THE TASK: Write out every line of the entries below as a JSON list of strings, with one string per line and no blank lines. Leave the pictures out of the list.

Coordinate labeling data
────────

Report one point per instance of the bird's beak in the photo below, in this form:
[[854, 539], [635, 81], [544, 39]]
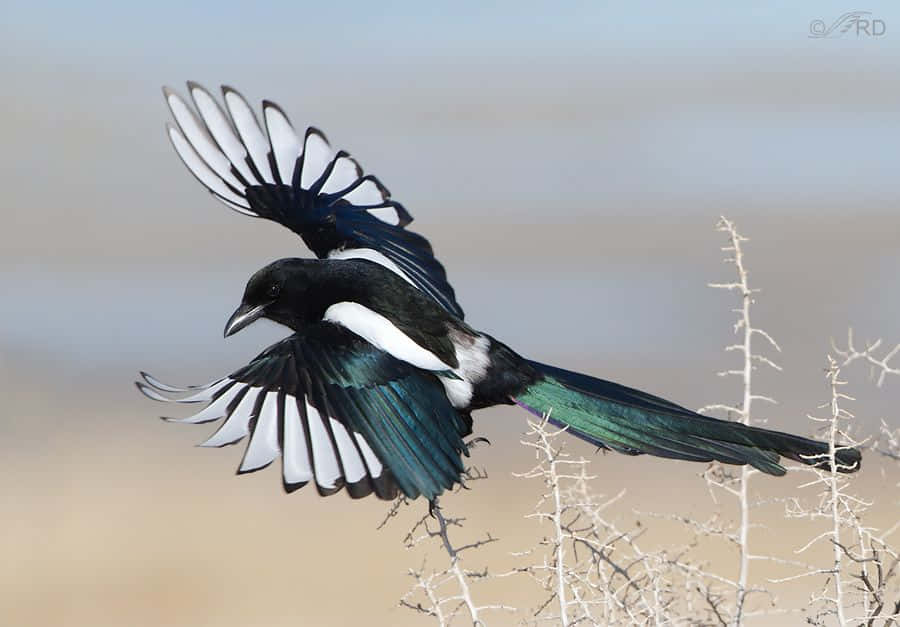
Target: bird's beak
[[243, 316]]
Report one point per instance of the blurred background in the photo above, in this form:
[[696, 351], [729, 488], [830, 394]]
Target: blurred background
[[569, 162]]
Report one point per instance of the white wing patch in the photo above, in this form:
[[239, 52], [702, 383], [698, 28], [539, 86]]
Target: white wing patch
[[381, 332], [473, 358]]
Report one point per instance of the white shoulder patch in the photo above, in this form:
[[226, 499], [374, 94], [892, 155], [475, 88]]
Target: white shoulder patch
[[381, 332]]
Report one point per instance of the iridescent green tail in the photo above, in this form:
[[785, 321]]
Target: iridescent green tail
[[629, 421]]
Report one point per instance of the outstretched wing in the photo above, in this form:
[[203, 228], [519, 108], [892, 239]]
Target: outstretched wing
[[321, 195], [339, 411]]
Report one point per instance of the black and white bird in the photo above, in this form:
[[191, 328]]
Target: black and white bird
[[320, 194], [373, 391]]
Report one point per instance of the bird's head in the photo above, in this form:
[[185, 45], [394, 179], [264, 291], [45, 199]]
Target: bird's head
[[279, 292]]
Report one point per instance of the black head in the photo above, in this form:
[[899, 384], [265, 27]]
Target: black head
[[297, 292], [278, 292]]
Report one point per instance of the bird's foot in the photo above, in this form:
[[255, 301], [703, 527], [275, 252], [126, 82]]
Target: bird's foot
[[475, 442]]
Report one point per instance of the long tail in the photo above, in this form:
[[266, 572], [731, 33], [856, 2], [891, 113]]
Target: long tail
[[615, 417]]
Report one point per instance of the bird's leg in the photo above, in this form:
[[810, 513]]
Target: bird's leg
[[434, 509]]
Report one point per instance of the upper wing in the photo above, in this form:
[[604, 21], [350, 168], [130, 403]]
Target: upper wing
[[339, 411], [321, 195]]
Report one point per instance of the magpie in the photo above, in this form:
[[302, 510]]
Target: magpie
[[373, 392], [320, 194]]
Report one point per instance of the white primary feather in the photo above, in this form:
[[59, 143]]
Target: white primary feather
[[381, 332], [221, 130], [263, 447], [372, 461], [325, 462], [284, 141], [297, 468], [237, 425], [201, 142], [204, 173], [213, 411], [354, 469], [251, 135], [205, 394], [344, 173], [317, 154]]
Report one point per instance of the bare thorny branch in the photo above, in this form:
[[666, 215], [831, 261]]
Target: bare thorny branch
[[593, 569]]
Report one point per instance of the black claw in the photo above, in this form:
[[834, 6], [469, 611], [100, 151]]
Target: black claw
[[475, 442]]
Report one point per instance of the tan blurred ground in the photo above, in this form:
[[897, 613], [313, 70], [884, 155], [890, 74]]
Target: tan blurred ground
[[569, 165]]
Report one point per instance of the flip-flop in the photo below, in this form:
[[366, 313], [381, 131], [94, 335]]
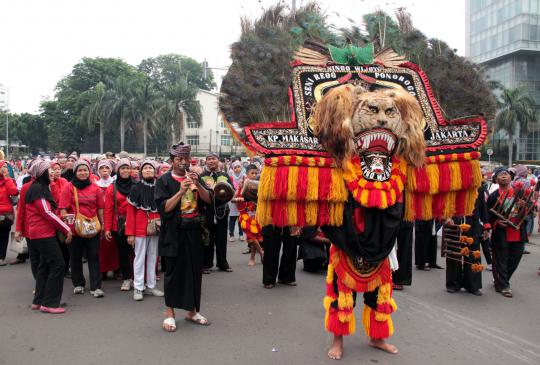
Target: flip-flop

────────

THE RESPONSE:
[
  "Report one point per instance of the bird's beak in the photo below, in this form:",
  "[[854, 539], [635, 81], [544, 39]]",
  "Target: bird's beak",
  "[[243, 316]]",
  "Report one point per instance of the blurred background in the photo above, in this form:",
  "[[696, 351], [729, 488], [830, 394]]",
  "Target: blurred background",
  "[[569, 162]]",
  "Report one point per instance of the white wing patch in the photo above, in this form:",
  "[[239, 52], [702, 383], [698, 28], [539, 86]]",
  "Target: white wing patch",
  "[[381, 332], [473, 358]]",
  "Report one point per instance of the white shoulder patch in the photo above, in this form:",
  "[[226, 499], [374, 94], [892, 155], [475, 88]]",
  "Target: white shoulder patch",
  "[[381, 332]]",
  "Report one point per instance of the iridescent green tail in the photo above, in this form:",
  "[[785, 321]]",
  "Target: iridescent green tail",
  "[[629, 421]]",
  "Report one point per instance of the outstretched wing in the photo above, in this form:",
  "[[203, 228], [519, 108], [892, 239]]",
  "Target: outstretched wing",
  "[[321, 195], [339, 411]]",
  "Report one point per instance of the black and white bird in the photo above, in this form:",
  "[[191, 328]]",
  "Target: black and white bird",
  "[[320, 194], [373, 391]]",
  "Report one point per instance of the bird's head in the photo above, in this form:",
  "[[185, 45], [394, 179], [264, 291], [45, 199]]",
  "Target: bird's head",
  "[[279, 292]]",
  "Report one point per instance of the black head in the photo above, in this form:",
  "[[899, 384], [265, 27]]",
  "Target: black head",
  "[[297, 292], [278, 292]]",
  "Report one point per instance of the bird's foot in the photo above, in this form:",
  "[[255, 301], [703, 527], [275, 252], [126, 82]]",
  "Target: bird's foot",
  "[[475, 442]]",
  "Report one point per instance of the long tail in the photo above, in this form:",
  "[[266, 572], [731, 33], [856, 2], [891, 113]]",
  "Target: long tail",
  "[[615, 417]]",
  "Report one point per instance of the bird's leg in the photo above, in this form:",
  "[[810, 513]]",
  "Target: bird's leg",
  "[[434, 509]]",
  "Report one point per instance of the upper wing in the photo above, in this form:",
  "[[604, 21], [350, 168], [130, 403]]",
  "Target: upper wing",
  "[[339, 411], [321, 195]]",
  "Report one point per instance of the magpie in the photo above, in this form:",
  "[[302, 510]]",
  "Target: magpie",
  "[[373, 392], [320, 194]]",
  "Report one point per instance of the white primary feather in the photo above, in this form:",
  "[[59, 143]]",
  "Target: white primary feather",
  "[[381, 332], [221, 130], [263, 447], [372, 461], [325, 462], [284, 141], [297, 468], [237, 425], [201, 142], [204, 173], [213, 411], [354, 469], [251, 135], [205, 394], [344, 173], [317, 154]]",
  "Report one point per instance of the bare thorny branch in the photo above, in this form:",
  "[[666, 215], [831, 261]]",
  "Target: bare thorny branch",
  "[[593, 569]]",
  "Report one point per instance of the black claw in the photo above, in this form:",
  "[[834, 6], [469, 611], [100, 151]]",
  "Target: black claw",
  "[[475, 442]]",
  "Report one point per instance of the tan blurred ground in the photo above, in this form:",
  "[[897, 613], [313, 70], [884, 155], [890, 74]]",
  "Target: tan blurred ground",
  "[[569, 165]]",
  "Report one point per instance of the flip-flop in the photo below, in this form:",
  "[[366, 313], [381, 131], [94, 335]]",
  "Target: flip-flop"
]